== BACAAN SUMBER
STORM AND SILENCE
- October 06, 2016
- by Nur Imroatun Sholihat
“Chains of gold are still chains,
Mr Ambrose.” –Lily Linton
(Alert: it contained spoiler of
Storm and Silence by Robert Their a.k.a. Sir Rob)
(Adalah membaca: hal yang selalu
menjadi sweet distraction hidup saya. Kalau ada hal harus dikambinghitamkan di
balik absennya saya menulis berminggu-minggu ini, novel-novel di wattpad adalah
alasannya. But yes, I’m hastily running back like my sole home is writing. By
Jove! I love writing way this much.)
Dari sekian novel yang berhasil
membuat saya betah membacanya, ada satu yang sungguh memenangkan hati saya.
Novel berjudul “Storm and Silence” ini menyandang gelar “2015 People's Choice Watty Award” dan
jumlah viewers yang fantastis. 42,5 millions when I first encountered it and
the counting is still ongoing.
Novel roman-sejarah tersebut berlatar British Empire di tahun 1939, di mana perempuan saat itu dianggap makhluk lemah-rapuh-tiada-daya yang bahkan otaknya tidak mampu berpikir tentang politik. Lily Linton, a strong independent suffragist, dressed up as a man only to be able to vote. Penyamarannya itu mempertemukannya dengan Mr Ambrose, a young mysterious businessman, yang memberinya pekerjaan sepanjang dia berpakaian sebagai laki-laki. Dengan tujuan ingin memperjuangkan kesetaraan gender dan mendapatkan kemerdekaan finansialnya, Lily mengikuti aturan Mr Ambrose.
====
:: DAFTAR TUGAS ::
**1)** Temukan setiap baris pada catatan di bawah yang memuat kata "plastic", lalu salin baris-baris tersebut. Huruf besar dan kecil dibedakan.
**2)** Teruskan ulasan novel "Storm and Silence" di atas, dimulai setelah kalimat terakhir yang ditampilkan.
== DATA MASUKAN
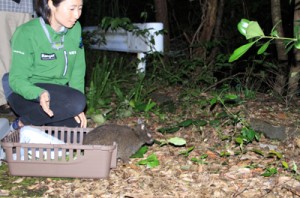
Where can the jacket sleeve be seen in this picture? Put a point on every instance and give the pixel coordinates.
(78, 73)
(22, 65)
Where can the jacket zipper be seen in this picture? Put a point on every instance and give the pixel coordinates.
(66, 63)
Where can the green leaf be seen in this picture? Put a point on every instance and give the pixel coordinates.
(253, 30)
(297, 44)
(277, 154)
(263, 48)
(185, 123)
(269, 172)
(169, 130)
(295, 167)
(259, 152)
(231, 96)
(240, 51)
(177, 141)
(242, 26)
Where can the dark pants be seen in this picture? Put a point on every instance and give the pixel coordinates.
(65, 102)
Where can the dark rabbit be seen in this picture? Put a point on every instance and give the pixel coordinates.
(129, 140)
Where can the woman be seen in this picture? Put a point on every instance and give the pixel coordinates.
(48, 67)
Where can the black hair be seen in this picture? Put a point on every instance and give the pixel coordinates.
(43, 10)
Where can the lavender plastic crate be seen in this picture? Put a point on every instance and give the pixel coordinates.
(59, 160)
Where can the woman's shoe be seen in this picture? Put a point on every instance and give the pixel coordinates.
(15, 125)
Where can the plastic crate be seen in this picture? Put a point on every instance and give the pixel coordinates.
(59, 160)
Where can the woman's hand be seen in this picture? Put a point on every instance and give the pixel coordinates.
(45, 103)
(80, 118)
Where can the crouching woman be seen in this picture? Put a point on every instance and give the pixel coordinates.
(48, 68)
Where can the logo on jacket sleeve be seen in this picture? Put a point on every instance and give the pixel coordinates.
(45, 56)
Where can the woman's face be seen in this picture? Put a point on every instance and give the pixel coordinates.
(66, 14)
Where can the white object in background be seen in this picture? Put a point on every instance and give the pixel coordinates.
(30, 134)
(124, 41)
(4, 130)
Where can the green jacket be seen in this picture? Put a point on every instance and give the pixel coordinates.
(35, 61)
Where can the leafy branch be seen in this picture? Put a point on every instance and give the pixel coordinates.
(253, 33)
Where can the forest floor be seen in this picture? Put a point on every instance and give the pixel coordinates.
(223, 168)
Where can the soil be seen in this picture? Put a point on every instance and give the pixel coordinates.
(222, 167)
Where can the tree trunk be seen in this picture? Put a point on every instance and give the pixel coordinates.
(295, 68)
(280, 80)
(216, 35)
(161, 15)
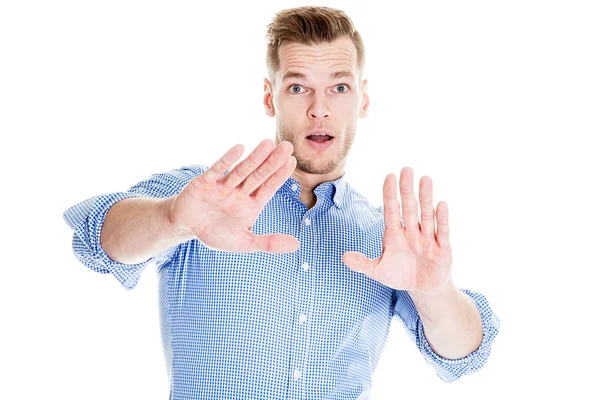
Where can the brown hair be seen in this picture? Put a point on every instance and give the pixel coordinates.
(310, 25)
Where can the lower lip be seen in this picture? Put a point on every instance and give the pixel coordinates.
(320, 146)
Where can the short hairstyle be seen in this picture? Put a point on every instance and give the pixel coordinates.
(310, 25)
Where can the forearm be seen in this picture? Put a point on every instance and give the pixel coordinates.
(451, 322)
(137, 229)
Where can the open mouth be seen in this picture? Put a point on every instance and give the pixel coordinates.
(319, 137)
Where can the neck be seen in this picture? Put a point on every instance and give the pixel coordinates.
(308, 183)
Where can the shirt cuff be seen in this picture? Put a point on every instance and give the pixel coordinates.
(87, 223)
(452, 369)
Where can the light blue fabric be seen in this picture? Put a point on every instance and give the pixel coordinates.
(299, 325)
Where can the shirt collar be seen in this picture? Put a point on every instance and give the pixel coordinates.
(332, 190)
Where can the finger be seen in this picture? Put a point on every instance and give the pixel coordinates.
(272, 243)
(249, 164)
(409, 202)
(426, 204)
(391, 206)
(443, 228)
(218, 169)
(277, 158)
(358, 262)
(266, 191)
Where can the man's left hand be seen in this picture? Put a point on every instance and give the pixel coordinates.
(414, 258)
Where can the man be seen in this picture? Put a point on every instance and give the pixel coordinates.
(276, 278)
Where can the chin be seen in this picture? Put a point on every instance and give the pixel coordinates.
(316, 167)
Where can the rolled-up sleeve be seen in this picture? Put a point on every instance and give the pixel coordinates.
(449, 369)
(87, 218)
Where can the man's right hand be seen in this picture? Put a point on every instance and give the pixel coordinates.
(220, 209)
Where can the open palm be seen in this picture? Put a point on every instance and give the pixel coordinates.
(220, 209)
(414, 257)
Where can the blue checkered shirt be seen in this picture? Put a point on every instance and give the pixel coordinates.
(300, 325)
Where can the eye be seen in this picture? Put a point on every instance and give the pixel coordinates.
(344, 88)
(296, 89)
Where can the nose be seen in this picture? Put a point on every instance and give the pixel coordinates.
(319, 109)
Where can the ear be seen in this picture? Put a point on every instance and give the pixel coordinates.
(268, 98)
(364, 106)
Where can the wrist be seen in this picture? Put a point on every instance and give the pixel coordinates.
(165, 205)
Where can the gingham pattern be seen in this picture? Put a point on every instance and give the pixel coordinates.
(300, 325)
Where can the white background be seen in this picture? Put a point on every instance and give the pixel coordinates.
(498, 102)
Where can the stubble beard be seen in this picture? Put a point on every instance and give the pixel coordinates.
(312, 166)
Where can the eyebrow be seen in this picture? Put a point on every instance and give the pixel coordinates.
(333, 75)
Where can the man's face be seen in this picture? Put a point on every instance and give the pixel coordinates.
(317, 90)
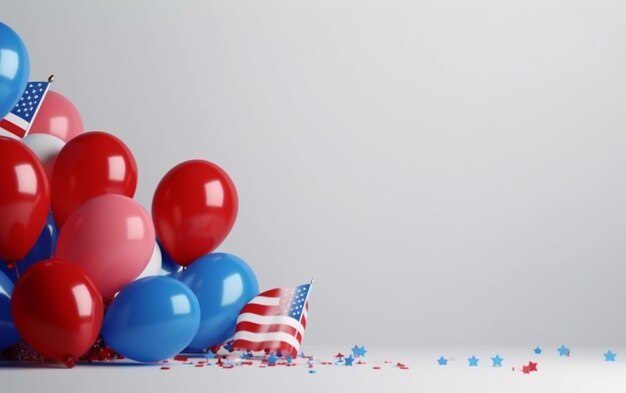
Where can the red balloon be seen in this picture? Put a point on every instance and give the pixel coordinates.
(57, 310)
(24, 199)
(194, 208)
(58, 117)
(92, 164)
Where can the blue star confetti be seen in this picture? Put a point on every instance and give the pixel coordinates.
(563, 350)
(609, 356)
(359, 351)
(497, 361)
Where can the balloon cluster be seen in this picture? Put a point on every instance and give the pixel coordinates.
====
:: JAWABAN TIAP TUGAS ::
**1)**
Where can the lavender plastic crate be seen in this picture? Put a point on every instance and give the pixel coordinates.
Where can the plastic crate be seen in this picture? Put a point on every instance and give the pixel coordinates.

**2)**
What I like the most from the
story was the relationship among the characters. Cat and mouse relationship
between Mr Ambrose and Lily (who was the cat and who was the mouse remained
question), Ella and Lily' adorable sisterhood, vivacious friendship between
Lily and her suffragist pals, and certainly love-hate bond between Lily and her
aunt. Bagaimana penulis membuat hubungan antara tokoh serealistis mungkin tanpa
menghilangkan keindahan ceritanya—I gave him special credit. Amusing writing
style of him made me shamelessly laughing. His gag code matched me like
seriously. Saya juga mengamini kedalaman riset dan akurasi fakta-fakta yang
disajikan.
I love Lily’s inner voices which
were random and absurd as per usual. Haha, what a sassy weirdo. Still, she was
lovely in her own way. Her clumsiness and unladylikeness were laughable yet
relatable. Saya suka keberanian Lily memperjuangkan apa-apa yang menjadi
prinsipnya. Saya menggarisbawahi komitmennya berdiri di samping Mr Ambrose
menghadapi satu per satu problem di sekeliling dunia bisnis. Dan ketika dokumen
pembangunan Terusan Suez yang disebut Mr Ambrose sebagai centre of the world
sebab mengefisienkan perdagangan Inggris dengan dunia luar dicuri oleh lawan
bisnisnya, Lily meyakinkan sang bos bahwa dia ingin membantu.
“The world is a heavy thing to
bear.” I told him “whether at the centre or elsewhere. Why won’t you let
someone help you?”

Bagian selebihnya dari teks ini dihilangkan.